Begin Dataset

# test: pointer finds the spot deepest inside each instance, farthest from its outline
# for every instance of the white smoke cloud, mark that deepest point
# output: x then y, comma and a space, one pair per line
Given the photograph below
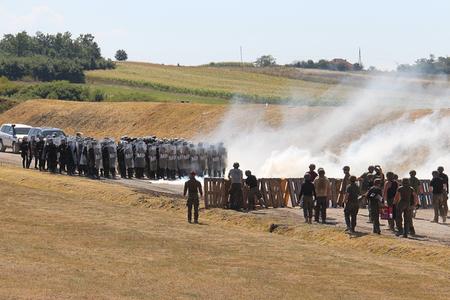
398, 123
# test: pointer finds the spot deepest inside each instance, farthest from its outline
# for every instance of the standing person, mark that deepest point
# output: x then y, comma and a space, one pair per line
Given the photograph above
51, 155
364, 179
379, 174
389, 192
374, 195
40, 152
71, 158
193, 187
105, 157
62, 151
252, 183
33, 153
323, 189
121, 159
25, 152
235, 176
404, 200
445, 194
308, 192
351, 202
312, 172
414, 182
437, 188
344, 184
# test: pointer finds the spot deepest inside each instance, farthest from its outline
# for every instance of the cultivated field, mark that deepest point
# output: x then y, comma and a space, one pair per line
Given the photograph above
66, 237
218, 82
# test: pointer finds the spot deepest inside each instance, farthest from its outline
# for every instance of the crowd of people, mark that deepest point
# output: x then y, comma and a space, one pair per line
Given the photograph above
149, 157
384, 195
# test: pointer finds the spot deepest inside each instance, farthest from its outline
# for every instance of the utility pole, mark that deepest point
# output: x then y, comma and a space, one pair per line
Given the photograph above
242, 62
359, 57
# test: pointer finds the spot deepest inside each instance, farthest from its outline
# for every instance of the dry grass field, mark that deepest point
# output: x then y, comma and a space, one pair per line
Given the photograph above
65, 237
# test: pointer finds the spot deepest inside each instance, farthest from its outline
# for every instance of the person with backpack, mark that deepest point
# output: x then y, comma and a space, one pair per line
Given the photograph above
193, 188
323, 190
405, 199
308, 192
351, 202
437, 188
390, 190
375, 197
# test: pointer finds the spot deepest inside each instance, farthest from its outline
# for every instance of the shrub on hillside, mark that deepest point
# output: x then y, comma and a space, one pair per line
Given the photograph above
61, 90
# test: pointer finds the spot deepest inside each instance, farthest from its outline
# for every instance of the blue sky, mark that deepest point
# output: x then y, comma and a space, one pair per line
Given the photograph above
197, 32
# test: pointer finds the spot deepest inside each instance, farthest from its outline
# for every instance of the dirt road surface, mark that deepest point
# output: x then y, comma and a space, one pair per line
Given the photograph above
425, 230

End Dataset

_What needs to be done_
Please show each line of the items above that contains the word "field", copied in full.

_Finished answer_
# for every instance of the cultivated field, mark that deepest point
# for every instance of the dry grass field, mark that deepest point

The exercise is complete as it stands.